» Source document
Content starts
Some long distance relationships are better left 200 miles away; others are worth talking about, especially when good pasta is involved!
Perfectly made fresh pasta is sublime, but sometimes it just isn’t practical, and for that reason, dried pasta is considered a pantry staple for most of us. A small pasta maker in Roscoe, Ill. has taken a glimpse into our pantries and wants to improve them with his new line of dried, artisan pasta.
(Full disclosure: It turns out I know his wife. The summer before I moved away to college, I met another gal named Marie. We spent a summer being invincible, and then I moved away. We grew apart. We grew up. Fifteen years later, writing about local and regional food, I stumbled across a new pasta business in Illinois, and discovered that my friend, Marie Valentino, was the wife of the man making that pasta.)
Jeff Valentino grew up with pasta as the centerpiece of every celebration, and made fresh pasta for his family as an adult. Pasta-making was a meaningful hobby, so when he got laid off from his corporate job, he looked to his hobby for a new career, and started Valentino Pasta with a basic mission: “Make true small batch artisan pasta in America, from American wheat.”
Valentino found a commercial kitchen incubator, Dream Kitchen, in Elgin, Ill. where he could make his pastas. He secured a few sources for American, organic, high protein semolina duram flour from locations in Montana, Utah, and the Rockies (Valentino says that most of the flour he uses is organic, but he doesn’t advertise it on the package, since some of his sources haven’t completed the organic certification process). He experimented with dozens of recipes and hundreds of batches as he worked to balance flavor, consistency, and aroma. Now, he’s cranking out batches of pastas like high protein semolina lumache and whole wheat fusilli. Along the way, he personalized the craft by incorporating his personal preferences, like pure bronze pasta dyes.
“Semolina is really hard, and it’s tough on dyes, so many people use Teflon-coated bronze dyes,” explained Valentino. “But when you extrude through pure bronze, you get a texture that can’t be matched. The product texture is better, and it holds the sauce better.”
Photos by Marie Flanagan
I whipped up a batch of Valentino’s duram creste de gallo pasta to see for myself, following the exact instructions on the package; the pasta was al dente, and the porous surface of the pasta held the sauce beautifully. I was pleased, and our dinner guests were impressed.
Content ends
» Available data
Content starts
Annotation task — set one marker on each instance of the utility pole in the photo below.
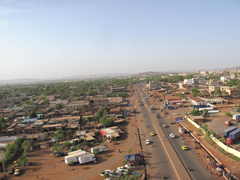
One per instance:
Content ends
» Task instructions
1. Answer these questions about the pasta article:
(a) In what town is the small pasta maker based?
(b) What is the name of the commercial kitchen incubator where Valentino makes his pastas?
(c) Which of Valentino's pastas did the writer cook to try it?
2. Quote the pasta article word for word, from "Perfectly made fresh" up to and including "dried, artisan pasta.".

» Responses in order
1.
(a) Roscoe, Ill.
(b) Dream Kitchen, in Elgin, Ill.
(c) The duram creste de gallo pasta.

2.
Perfectly made fresh pasta is sublime, but sometimes it just isn’t practical, and for that reason, dried pasta is considered a pantry staple for most of us. A small pasta maker in Roscoe, Ill. has taken a glimpse into our pantries and wants to improve them with his new line of dried, artisan pasta.